TASK PROMPT>
Reproduce, word for word, every line starting at the line that contains "the wooden plank" and ending with the final line of the entries.

---

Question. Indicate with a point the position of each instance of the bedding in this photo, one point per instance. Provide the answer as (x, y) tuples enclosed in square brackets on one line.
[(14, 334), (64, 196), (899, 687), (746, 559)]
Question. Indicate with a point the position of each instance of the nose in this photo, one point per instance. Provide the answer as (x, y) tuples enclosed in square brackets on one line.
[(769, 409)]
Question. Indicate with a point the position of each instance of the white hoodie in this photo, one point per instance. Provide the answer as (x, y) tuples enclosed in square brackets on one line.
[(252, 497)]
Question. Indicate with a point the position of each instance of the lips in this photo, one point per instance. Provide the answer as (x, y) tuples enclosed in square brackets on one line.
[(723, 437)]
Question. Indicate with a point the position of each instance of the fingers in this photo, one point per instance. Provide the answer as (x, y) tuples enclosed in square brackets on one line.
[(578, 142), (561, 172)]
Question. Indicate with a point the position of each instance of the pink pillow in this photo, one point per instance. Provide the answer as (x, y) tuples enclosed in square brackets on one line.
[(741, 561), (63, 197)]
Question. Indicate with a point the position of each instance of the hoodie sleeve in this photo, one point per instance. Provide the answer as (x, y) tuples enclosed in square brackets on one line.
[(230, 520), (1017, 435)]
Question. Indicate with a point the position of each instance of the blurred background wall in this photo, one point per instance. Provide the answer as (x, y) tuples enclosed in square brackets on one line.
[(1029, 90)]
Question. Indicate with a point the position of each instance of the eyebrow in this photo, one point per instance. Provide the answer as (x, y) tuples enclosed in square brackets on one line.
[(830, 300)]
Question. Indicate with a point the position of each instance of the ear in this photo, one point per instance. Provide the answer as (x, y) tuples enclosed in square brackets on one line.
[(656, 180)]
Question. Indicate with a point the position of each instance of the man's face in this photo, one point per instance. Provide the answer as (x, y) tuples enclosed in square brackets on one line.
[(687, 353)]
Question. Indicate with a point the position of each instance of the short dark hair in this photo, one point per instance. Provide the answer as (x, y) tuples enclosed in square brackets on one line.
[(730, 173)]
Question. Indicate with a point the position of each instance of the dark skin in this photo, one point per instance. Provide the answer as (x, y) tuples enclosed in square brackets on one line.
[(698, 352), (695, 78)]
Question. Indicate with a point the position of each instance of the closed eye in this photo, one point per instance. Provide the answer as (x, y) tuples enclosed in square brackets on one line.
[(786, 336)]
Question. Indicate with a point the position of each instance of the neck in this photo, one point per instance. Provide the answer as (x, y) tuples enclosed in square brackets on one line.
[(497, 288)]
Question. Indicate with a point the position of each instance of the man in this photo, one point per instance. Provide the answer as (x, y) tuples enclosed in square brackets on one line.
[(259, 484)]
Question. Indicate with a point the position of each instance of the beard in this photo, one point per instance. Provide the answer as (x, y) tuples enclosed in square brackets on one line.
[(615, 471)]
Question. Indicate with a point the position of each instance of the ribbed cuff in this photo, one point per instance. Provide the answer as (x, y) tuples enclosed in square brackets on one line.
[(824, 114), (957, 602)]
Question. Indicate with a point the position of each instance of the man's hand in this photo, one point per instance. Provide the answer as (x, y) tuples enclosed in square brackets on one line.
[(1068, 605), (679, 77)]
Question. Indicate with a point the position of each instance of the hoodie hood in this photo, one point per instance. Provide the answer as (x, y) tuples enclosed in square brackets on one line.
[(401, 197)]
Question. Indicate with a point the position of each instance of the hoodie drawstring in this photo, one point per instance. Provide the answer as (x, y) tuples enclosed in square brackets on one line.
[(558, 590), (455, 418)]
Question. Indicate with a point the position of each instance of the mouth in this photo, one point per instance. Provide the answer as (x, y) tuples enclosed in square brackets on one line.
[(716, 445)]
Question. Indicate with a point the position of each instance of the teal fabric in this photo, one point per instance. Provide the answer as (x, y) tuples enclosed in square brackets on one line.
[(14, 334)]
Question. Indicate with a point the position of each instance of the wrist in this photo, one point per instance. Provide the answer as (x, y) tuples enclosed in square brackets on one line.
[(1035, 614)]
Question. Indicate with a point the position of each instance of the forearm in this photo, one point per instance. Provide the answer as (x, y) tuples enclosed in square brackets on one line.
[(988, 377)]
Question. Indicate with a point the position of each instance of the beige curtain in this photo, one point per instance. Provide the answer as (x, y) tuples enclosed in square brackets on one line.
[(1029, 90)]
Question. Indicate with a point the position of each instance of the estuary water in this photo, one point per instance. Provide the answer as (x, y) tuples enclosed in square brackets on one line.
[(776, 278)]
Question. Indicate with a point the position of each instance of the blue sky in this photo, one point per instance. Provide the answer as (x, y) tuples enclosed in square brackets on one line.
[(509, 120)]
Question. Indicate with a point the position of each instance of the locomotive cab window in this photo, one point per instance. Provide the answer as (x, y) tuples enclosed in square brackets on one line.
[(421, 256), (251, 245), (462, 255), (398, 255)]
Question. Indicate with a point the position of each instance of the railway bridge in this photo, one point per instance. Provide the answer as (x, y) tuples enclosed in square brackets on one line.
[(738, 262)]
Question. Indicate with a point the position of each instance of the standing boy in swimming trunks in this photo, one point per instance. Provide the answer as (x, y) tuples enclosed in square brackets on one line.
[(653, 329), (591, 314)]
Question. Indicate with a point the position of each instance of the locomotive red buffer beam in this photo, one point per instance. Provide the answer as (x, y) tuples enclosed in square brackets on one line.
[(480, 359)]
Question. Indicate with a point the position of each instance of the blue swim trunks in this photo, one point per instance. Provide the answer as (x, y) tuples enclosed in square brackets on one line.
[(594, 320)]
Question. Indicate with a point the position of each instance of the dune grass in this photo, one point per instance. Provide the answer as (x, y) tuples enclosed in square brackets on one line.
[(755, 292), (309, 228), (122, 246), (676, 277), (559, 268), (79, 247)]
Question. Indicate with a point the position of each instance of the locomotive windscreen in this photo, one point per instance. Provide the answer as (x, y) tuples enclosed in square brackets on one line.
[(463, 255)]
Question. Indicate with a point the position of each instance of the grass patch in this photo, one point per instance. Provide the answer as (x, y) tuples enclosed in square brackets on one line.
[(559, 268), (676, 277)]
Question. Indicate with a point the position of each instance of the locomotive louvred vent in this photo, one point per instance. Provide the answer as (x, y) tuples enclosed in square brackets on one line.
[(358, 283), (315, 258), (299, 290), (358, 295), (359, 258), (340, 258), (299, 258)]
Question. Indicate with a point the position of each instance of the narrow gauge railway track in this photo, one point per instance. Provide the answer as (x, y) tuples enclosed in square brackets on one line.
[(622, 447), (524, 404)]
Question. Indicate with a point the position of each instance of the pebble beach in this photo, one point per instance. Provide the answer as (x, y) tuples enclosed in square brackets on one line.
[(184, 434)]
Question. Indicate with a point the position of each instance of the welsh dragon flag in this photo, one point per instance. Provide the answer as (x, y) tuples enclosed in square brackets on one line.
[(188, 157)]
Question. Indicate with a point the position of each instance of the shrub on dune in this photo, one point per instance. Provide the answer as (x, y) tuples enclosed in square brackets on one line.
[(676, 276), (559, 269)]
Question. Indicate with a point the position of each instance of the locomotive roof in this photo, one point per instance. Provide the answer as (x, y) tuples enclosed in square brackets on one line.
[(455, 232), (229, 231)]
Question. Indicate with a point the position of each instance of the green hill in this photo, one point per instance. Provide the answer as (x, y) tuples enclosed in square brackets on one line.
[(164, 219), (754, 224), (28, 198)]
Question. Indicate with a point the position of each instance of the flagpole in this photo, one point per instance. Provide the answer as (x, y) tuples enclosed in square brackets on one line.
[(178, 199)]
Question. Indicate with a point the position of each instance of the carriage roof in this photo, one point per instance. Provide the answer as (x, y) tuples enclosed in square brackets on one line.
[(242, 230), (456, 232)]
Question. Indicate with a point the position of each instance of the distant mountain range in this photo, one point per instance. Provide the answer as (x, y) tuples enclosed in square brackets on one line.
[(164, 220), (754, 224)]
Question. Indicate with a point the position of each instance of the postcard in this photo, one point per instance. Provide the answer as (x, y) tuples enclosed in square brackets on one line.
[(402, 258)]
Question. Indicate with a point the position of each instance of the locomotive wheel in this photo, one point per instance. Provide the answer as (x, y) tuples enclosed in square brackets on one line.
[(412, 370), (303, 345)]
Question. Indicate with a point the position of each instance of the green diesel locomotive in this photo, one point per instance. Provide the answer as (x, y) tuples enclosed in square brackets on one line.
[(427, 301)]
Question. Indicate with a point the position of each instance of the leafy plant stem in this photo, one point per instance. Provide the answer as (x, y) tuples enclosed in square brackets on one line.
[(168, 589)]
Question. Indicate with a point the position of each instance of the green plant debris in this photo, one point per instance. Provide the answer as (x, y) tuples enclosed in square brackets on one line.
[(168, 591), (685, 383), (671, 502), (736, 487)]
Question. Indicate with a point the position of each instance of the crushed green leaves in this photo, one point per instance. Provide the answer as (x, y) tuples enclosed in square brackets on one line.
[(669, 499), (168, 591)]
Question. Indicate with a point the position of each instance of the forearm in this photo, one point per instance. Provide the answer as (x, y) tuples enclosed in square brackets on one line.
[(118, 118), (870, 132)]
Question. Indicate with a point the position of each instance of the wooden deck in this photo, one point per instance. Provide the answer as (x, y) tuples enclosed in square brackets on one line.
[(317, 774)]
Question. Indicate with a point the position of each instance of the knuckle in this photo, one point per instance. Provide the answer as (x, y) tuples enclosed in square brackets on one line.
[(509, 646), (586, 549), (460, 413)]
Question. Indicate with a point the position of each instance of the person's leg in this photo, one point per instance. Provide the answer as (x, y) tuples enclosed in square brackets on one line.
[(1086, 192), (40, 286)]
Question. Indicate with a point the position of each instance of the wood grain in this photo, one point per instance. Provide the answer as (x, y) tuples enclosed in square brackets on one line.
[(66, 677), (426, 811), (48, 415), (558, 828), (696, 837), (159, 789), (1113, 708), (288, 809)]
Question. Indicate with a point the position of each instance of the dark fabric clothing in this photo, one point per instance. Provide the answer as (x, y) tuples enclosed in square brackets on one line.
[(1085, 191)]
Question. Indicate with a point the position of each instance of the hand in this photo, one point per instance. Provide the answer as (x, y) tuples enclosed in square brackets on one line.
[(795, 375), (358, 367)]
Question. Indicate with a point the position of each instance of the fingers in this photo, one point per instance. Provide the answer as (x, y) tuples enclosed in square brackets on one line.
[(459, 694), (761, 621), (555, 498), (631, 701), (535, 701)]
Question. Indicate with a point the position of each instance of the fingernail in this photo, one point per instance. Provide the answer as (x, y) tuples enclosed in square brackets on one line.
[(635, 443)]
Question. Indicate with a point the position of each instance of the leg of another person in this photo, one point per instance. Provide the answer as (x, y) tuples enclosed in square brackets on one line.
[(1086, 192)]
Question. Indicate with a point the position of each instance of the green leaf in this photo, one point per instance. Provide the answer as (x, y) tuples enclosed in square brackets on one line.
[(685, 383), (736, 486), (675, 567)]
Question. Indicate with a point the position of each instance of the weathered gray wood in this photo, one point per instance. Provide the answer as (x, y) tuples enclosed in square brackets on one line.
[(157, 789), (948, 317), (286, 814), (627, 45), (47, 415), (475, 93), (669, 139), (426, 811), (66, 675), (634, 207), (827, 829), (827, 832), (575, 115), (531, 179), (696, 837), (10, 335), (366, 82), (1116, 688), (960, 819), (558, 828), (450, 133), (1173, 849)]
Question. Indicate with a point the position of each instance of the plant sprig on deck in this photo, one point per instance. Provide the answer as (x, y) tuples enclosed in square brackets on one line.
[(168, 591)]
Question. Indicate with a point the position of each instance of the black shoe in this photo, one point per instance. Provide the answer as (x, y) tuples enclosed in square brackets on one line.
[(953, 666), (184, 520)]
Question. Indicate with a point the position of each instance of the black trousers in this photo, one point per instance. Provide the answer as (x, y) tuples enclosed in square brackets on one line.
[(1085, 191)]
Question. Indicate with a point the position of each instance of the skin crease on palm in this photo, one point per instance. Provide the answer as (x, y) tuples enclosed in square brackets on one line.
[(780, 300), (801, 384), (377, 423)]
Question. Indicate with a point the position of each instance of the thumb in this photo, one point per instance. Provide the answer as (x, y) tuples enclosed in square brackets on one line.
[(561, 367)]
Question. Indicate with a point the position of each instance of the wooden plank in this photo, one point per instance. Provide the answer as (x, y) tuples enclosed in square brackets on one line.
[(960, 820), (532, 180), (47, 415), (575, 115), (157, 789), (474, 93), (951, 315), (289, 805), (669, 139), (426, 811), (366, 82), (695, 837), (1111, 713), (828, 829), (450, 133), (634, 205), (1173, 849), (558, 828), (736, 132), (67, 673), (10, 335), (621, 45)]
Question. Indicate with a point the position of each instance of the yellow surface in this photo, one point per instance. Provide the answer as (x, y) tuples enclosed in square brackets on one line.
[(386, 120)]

---

RESPONSE TO THIS EXERCISE>
Question. Indicate with a point the position of each instance of the wooden plank in this photo, one point per instance. Provide the answer as (x, y) tuples enclosed in square brackets on one line.
[(960, 820), (532, 180), (47, 415), (575, 115), (157, 789), (474, 93), (951, 315), (289, 805), (669, 139), (426, 811), (366, 82), (695, 837), (1111, 713), (828, 829), (450, 133), (634, 205), (1173, 849), (558, 828), (736, 132), (67, 673), (10, 335), (621, 45)]
Question. Indicate with a point the position of each instance of the yellow surface in this photo, one point per instance. Provide the answer as (x, y) tuples enclosed in square brackets on one line.
[(386, 120)]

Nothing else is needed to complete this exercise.